• _KUTIPAN TERPILIH_:
# # # # #

Tidak Mudah Membangun Bangsa Ini (II)
Oleh: Ahmad Syafii Maarif
Tentang kendala kultural dalam proses pembangunan bangsa ini, saya persilakan saja tuan dan puan membaca karya-karya Koentjaraningrat dan Mochtar Loebis abad yang lalu. Kali ini tidak perlu saya ulangi lagi di sini. Faktor geopolitik perlu sedikit dibicarakan. Karena letak geopolitik Indonesia yang strategis antara dua benua Asia dan Australia, negeri kita cukup rentan untuk menapis pengaruh pihak luar. Apalagi, dengan kekayaan alamnya yang masih tersisa, negara-negara maju selalu mengintai negeri kepulauan ini untuk keuntungan mereka masing-masing. Dan negara kita tidak selalu siaga dalam menghadapi incaran pihak luar itu.
Sekalipun Indonesia secara teori berpegang kepada politik luar negeri yang bebas aktif, dalam kenyataan sejarah, teori itu sering patah di tengah jalan, bergantung pada siapa pemegang kekuasaan di sini. Pernah suatu ketika Indonesia condong ke blok komunis untuk menakuti Barat, pada saat yang lain ditarik pula ke blok kapitalis. Jadi, jika teori das sollen dan das sein, seperti nanti akan kita jelaskan lebih lanjut, gagasan besar politik luar negeri bebas aktif sebagai cerminan sebuah negara yang berdaulat penuh baru berada pada tingkat das sollen. Dalam praktiknya sebagai das sein, sejarah modern Indonesia belum selalu setia kepada gagasan itu.
Namun, kita pun harus sadar bahwa proses kebangsaan kita masih belum rampung, bahkan sampai hari ini. Kebinekaan suku, agama, budaya, adat istiadat, dan bahasa lokal punya nilai plus dan minusnya. Plus, jika kita pandai mengelolanya dengan kearifan kebangsaan yang sabar dan lapang dada sehingga semua unsur kebinekaan itu didorong untuk menjadi mozaik kekuatan yang sangat kaya di taman sari Indonesia yang adil dan makmur.

# # # # #

• _YANG DIHARAPKAN_: Dalam kutipan tentang pembangunan bangsa, di antara dua benua manakah letak geopolitik Indonesia? Gunakan kutipan di atas sebagai satu-satunya sumber.

• _BLOK DATA_:
# # # # #

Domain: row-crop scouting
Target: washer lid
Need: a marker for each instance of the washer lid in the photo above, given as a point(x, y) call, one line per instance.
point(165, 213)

# # # # #

• _HASIL AKHIR_: Di antara benua Asia dan Australia.